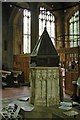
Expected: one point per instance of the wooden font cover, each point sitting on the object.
(44, 52)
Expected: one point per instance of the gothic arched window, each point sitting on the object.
(74, 30)
(26, 31)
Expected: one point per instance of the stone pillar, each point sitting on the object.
(44, 83)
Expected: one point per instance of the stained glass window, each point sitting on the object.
(74, 30)
(26, 31)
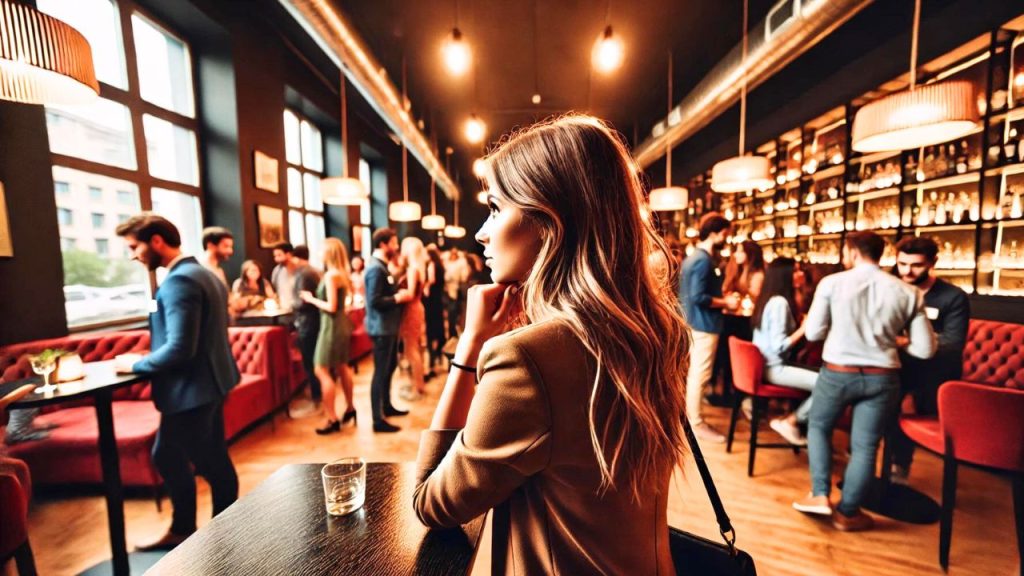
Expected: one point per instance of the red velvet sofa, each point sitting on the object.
(70, 454)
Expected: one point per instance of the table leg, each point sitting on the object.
(112, 483)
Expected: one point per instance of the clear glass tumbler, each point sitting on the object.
(344, 486)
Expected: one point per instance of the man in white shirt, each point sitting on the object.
(863, 315)
(218, 244)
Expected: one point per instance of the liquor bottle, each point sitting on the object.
(1010, 148)
(962, 158)
(975, 207)
(940, 212)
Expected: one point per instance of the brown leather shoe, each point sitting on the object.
(166, 542)
(856, 523)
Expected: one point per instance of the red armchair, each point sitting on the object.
(15, 492)
(978, 425)
(748, 369)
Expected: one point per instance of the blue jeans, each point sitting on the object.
(875, 399)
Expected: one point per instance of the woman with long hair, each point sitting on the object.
(576, 421)
(744, 273)
(433, 304)
(331, 357)
(414, 321)
(775, 334)
(252, 289)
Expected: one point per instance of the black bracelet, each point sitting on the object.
(463, 367)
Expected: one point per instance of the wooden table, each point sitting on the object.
(99, 382)
(282, 528)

## Task to carry out
Rewrite the listing from the line containing "Expected: one point per instance of the clear" through the end, that line included, keeping every line and shifting each coordinate in the points by -92.

## Solution to this problem
Expected: one point per instance of the clear glass tumbler, each point sitting on the object.
(252, 394)
Expected: one point per instance of the man in white shirt, each point sitting on the object.
(771, 223)
(126, 152)
Expected: one point per instance of the liquor bottle, each point sitting on the object.
(918, 56)
(870, 66)
(883, 115)
(848, 120)
Expected: one point per instance of the brown leather shoe, each point sitting on the object.
(74, 450)
(764, 431)
Expected: one point per instance of the red armchair, each point sitting on the object.
(-77, 400)
(886, 333)
(656, 277)
Expected: one point per instance of the blue jeans, each point sitting on the object.
(783, 307)
Expected: one point per instance of the woman with long hair, each point sitting on the object.
(484, 329)
(652, 181)
(341, 212)
(239, 265)
(322, 229)
(683, 242)
(160, 197)
Expected: one point per instance of the black bracelet, each point sitting on the object.
(371, 275)
Expected: one point per instance of the wooden table, each point sitting on the object.
(7, 290)
(190, 436)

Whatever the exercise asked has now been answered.